◆ WHAT NEEDS TO BE DONE: Copy each entry verbatim, excluding its images.

--------------------

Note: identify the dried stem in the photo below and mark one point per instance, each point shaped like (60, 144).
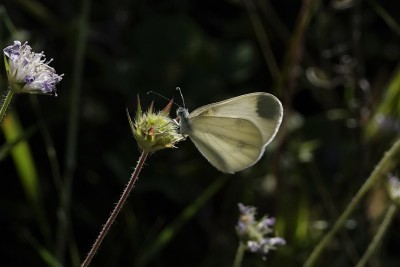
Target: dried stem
(116, 210)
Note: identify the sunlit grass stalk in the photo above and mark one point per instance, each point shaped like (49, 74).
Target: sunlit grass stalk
(239, 255)
(116, 210)
(389, 216)
(385, 165)
(6, 103)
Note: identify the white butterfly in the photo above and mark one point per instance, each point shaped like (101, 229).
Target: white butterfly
(232, 134)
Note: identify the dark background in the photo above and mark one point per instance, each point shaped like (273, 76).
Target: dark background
(334, 67)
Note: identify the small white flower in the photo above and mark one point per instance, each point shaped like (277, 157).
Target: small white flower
(28, 72)
(257, 235)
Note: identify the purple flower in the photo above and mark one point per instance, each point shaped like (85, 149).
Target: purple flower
(28, 72)
(256, 235)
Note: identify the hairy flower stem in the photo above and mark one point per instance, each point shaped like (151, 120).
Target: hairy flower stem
(116, 210)
(7, 100)
(385, 165)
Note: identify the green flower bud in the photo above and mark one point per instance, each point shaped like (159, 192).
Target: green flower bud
(154, 131)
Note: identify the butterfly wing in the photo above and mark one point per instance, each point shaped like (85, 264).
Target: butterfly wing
(262, 109)
(229, 144)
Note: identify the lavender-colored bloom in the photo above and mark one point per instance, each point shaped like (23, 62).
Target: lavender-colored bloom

--------------------

◆ EXERCISE RESPONSE:
Note: identify the dried stem in the photo below and mark one point per instance, each point shaped like (60, 144).
Target: dried stem
(116, 210)
Note: identify the sunlit grass stalk in the photo above and mark one point per instance, each point shaped like (49, 74).
Target: sunlit grass stalk
(239, 255)
(116, 210)
(389, 216)
(385, 165)
(6, 103)
Note: identify the white butterfly in the photo above and mark one point per instance, each point shaped like (101, 229).
Target: white butterfly
(232, 134)
Note: identify the dark background in the photo above and mark one point per instance, each point shaped like (273, 76).
Target: dark background
(334, 67)
Note: identify the small white flower in the photo above and mark one point per instance, each point shaped like (277, 157).
Target: small white flower
(28, 72)
(257, 235)
Note: identify the purple flower in the photo above and mark one point per instance, each point shaped like (85, 149).
Target: purple flower
(28, 72)
(256, 235)
Note: identify the hairy flower stem in the photo above and mark one point per instance, each point shaped like (151, 120).
Target: hairy flower stem
(116, 210)
(7, 100)
(385, 165)
Note: identify the green flower bud in the photo above and mark one point per instance, each point shaped like (159, 192).
Target: green flower bud
(154, 131)
Note: identify the butterfly wing in the photo above and mark one point per instance, each point shaped like (85, 264).
Target: butterfly wing
(262, 109)
(229, 144)
Note: identify the lavender-colored bloom in the photo above and mark one point per instance, each point shaped like (23, 62).
Target: lavender-colored bloom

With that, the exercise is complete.